- [Exercise details]: Please gather every line in the listing below that contains the word "white", copying each one out in full; case counts.

[Stored records]
....

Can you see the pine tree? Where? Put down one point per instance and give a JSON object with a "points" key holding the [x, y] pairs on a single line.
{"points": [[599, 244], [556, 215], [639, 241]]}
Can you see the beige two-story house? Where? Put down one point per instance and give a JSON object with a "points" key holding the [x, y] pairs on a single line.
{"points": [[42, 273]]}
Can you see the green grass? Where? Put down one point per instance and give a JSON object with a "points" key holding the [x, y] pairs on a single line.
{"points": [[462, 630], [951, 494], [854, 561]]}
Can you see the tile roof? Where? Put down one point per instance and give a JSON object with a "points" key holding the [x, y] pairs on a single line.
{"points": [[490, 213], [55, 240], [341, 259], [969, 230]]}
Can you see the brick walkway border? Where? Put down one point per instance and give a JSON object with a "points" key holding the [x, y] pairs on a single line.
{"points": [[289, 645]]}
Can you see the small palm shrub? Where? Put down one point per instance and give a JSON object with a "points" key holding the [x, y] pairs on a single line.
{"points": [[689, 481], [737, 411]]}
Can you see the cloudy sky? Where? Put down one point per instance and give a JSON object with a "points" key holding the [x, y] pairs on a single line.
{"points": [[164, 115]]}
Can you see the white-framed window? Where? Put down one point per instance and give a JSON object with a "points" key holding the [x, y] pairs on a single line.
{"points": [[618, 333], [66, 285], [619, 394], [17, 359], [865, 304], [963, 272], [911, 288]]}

....

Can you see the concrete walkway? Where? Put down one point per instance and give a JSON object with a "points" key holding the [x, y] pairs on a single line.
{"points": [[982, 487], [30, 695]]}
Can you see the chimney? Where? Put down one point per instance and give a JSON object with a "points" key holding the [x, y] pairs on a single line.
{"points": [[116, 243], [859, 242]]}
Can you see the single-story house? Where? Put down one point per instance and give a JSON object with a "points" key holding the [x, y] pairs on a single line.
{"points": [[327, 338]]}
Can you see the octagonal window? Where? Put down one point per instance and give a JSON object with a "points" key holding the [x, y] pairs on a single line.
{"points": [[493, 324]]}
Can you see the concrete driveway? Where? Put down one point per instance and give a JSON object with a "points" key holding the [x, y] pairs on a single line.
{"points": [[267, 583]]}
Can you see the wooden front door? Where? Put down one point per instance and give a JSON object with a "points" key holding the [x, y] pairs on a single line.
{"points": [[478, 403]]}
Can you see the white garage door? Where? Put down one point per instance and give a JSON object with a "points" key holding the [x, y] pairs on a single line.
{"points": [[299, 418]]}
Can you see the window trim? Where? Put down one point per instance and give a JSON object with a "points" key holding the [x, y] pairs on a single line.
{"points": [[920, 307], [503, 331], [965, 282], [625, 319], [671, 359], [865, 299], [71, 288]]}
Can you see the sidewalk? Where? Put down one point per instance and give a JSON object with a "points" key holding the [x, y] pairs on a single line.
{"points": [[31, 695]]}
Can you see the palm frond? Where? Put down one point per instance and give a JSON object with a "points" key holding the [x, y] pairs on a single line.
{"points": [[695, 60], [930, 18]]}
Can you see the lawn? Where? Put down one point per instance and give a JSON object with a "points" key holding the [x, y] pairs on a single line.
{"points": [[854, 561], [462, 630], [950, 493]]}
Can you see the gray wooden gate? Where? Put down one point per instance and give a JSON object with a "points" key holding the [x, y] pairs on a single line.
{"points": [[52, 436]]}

....

- [Exercise result]:
Can you see the white-framed window? Where? Put down one point per instance and give a JSON object with a "points" key holding the [x, y] pairs on a single line.
Can you see the white garage door? Where? Put down one point per instance and give a JSON object with a "points" key holding the [x, y] pairs on a single line.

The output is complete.